### [Set task]
Reproduce the material below word for word and line for line. Leave the pictures out.
====== Material shown ======
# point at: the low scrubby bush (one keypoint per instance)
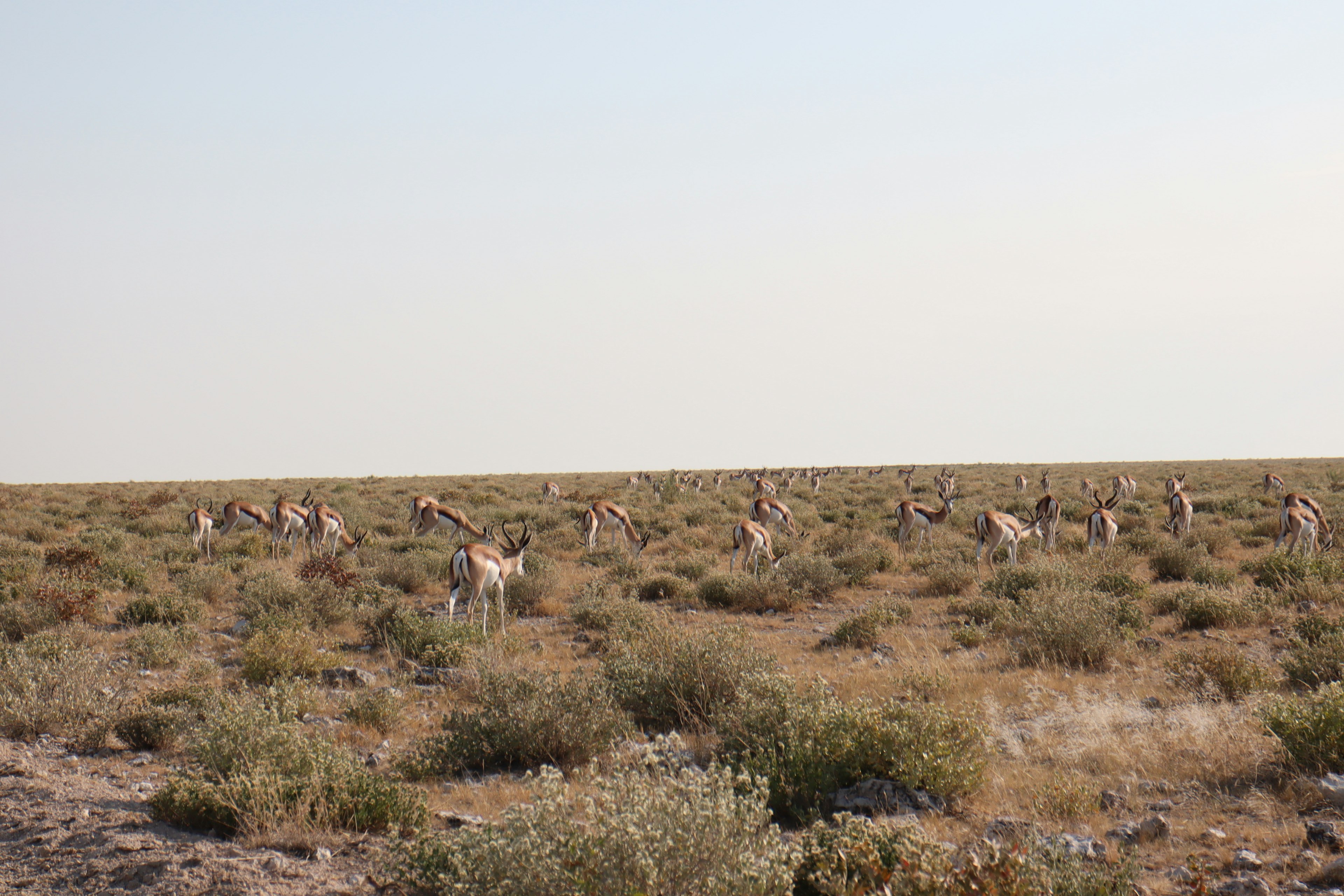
(259, 773)
(865, 628)
(1218, 672)
(652, 825)
(525, 719)
(670, 679)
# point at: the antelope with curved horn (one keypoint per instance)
(1101, 522)
(327, 526)
(243, 514)
(766, 511)
(201, 522)
(482, 567)
(1175, 484)
(604, 515)
(924, 518)
(436, 516)
(1179, 512)
(1004, 530)
(756, 539)
(289, 523)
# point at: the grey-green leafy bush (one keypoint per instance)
(670, 679)
(525, 719)
(865, 628)
(1311, 727)
(655, 825)
(808, 743)
(254, 770)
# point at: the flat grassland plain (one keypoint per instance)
(1186, 678)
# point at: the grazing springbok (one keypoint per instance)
(604, 515)
(201, 522)
(1179, 514)
(243, 514)
(327, 526)
(1300, 526)
(436, 516)
(1048, 511)
(766, 511)
(289, 523)
(1003, 530)
(1175, 484)
(482, 567)
(756, 539)
(1101, 522)
(920, 516)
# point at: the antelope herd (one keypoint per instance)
(483, 566)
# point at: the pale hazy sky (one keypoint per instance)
(257, 240)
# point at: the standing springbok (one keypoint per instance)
(756, 539)
(766, 511)
(1179, 512)
(436, 516)
(1101, 522)
(1003, 530)
(243, 514)
(482, 566)
(604, 515)
(201, 522)
(920, 516)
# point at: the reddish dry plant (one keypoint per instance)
(69, 604)
(328, 569)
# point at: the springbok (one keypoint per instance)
(243, 514)
(1048, 511)
(766, 511)
(436, 516)
(1101, 522)
(1004, 530)
(201, 522)
(327, 526)
(289, 523)
(756, 539)
(482, 566)
(915, 515)
(1179, 512)
(1175, 484)
(604, 515)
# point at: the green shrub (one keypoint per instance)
(1311, 727)
(664, 588)
(281, 652)
(808, 743)
(747, 593)
(652, 825)
(526, 719)
(257, 773)
(865, 628)
(670, 679)
(155, 647)
(1217, 672)
(53, 686)
(168, 608)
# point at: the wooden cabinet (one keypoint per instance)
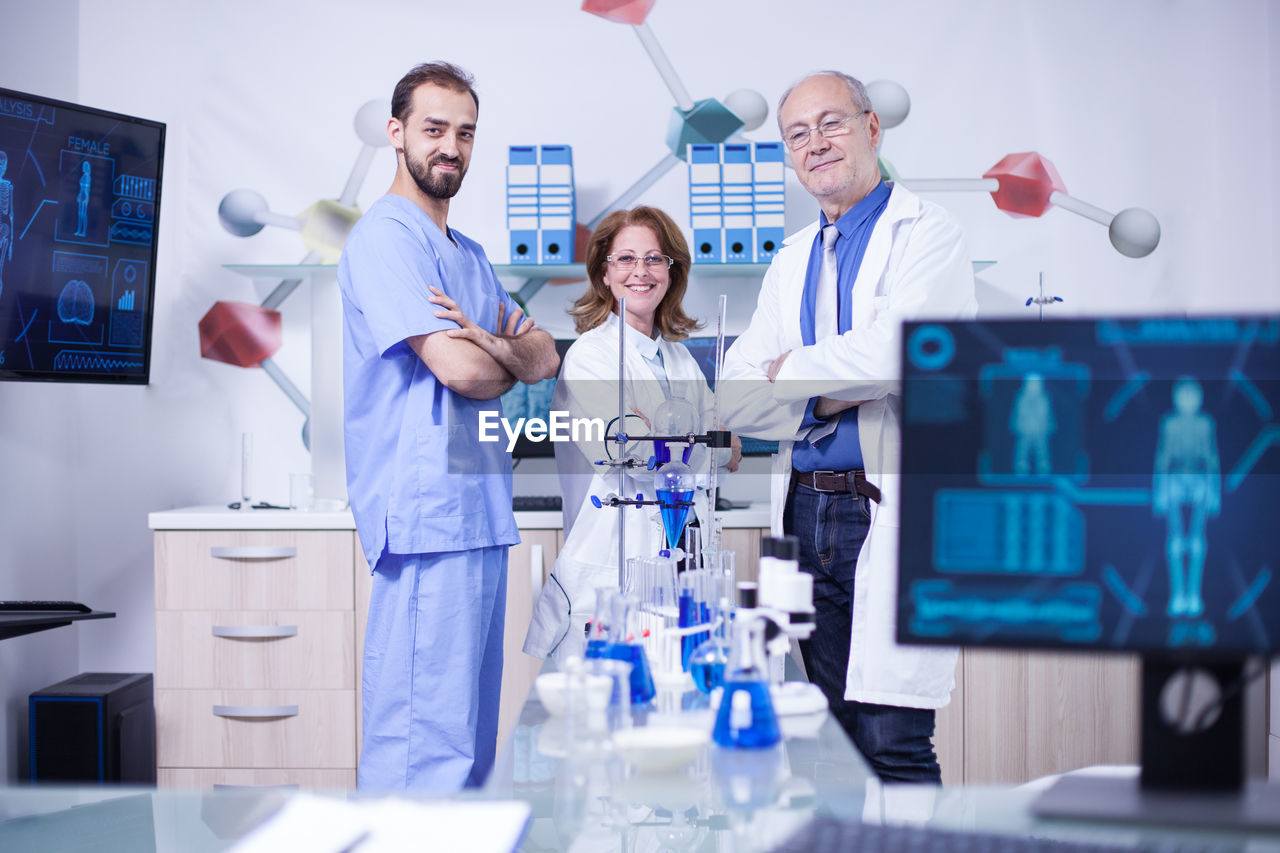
(260, 638)
(260, 647)
(256, 656)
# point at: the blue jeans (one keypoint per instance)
======
### [Solution to this problem]
# point at: the low scrubby bush (one keypoint per instance)
(259, 773)
(865, 628)
(1218, 672)
(652, 825)
(525, 719)
(670, 679)
# point at: the antelope with curved horn (one keypoint per instance)
(1101, 522)
(327, 526)
(243, 514)
(766, 511)
(201, 522)
(482, 567)
(1175, 484)
(604, 515)
(924, 518)
(436, 516)
(1179, 512)
(1004, 530)
(756, 539)
(289, 523)
# point at: the grey-green leafy bush (one keypoint per instance)
(670, 679)
(525, 719)
(865, 628)
(1311, 727)
(655, 825)
(808, 743)
(254, 770)
# point at: the flat grassland plain (one keypoint per instance)
(1186, 678)
# point at: the grazing springbok (one keypoint per instance)
(604, 515)
(201, 522)
(1179, 514)
(243, 514)
(327, 526)
(1300, 526)
(436, 516)
(1048, 511)
(766, 511)
(289, 523)
(1003, 530)
(1175, 484)
(482, 567)
(756, 539)
(1101, 522)
(920, 516)
# point at: the antelope herd (one keypoint per instance)
(483, 566)
# point at: the pale hazy sky (one keypoint per instance)
(257, 240)
# point at: the standing springbok (one keypoint per instance)
(756, 539)
(766, 511)
(1179, 512)
(436, 516)
(1101, 522)
(1003, 530)
(243, 514)
(482, 566)
(604, 515)
(201, 522)
(920, 516)
# point at: the reddish dry plant (one keypoint per instance)
(69, 604)
(328, 569)
# point at: the springbok (one keypoint per instance)
(243, 514)
(1048, 511)
(766, 511)
(436, 516)
(1101, 522)
(1004, 530)
(201, 522)
(327, 526)
(289, 523)
(756, 539)
(482, 566)
(915, 515)
(1179, 512)
(1175, 484)
(604, 515)
# point at: the green shrub (one keypoint per instance)
(1311, 727)
(664, 588)
(281, 652)
(808, 743)
(747, 593)
(652, 825)
(526, 719)
(257, 773)
(865, 628)
(670, 679)
(155, 647)
(1217, 672)
(53, 686)
(168, 608)
# point at: the wooden cabinet (one keypoint per instance)
(260, 638)
(260, 647)
(256, 656)
# point at: the blue jeans (one keypoint per instance)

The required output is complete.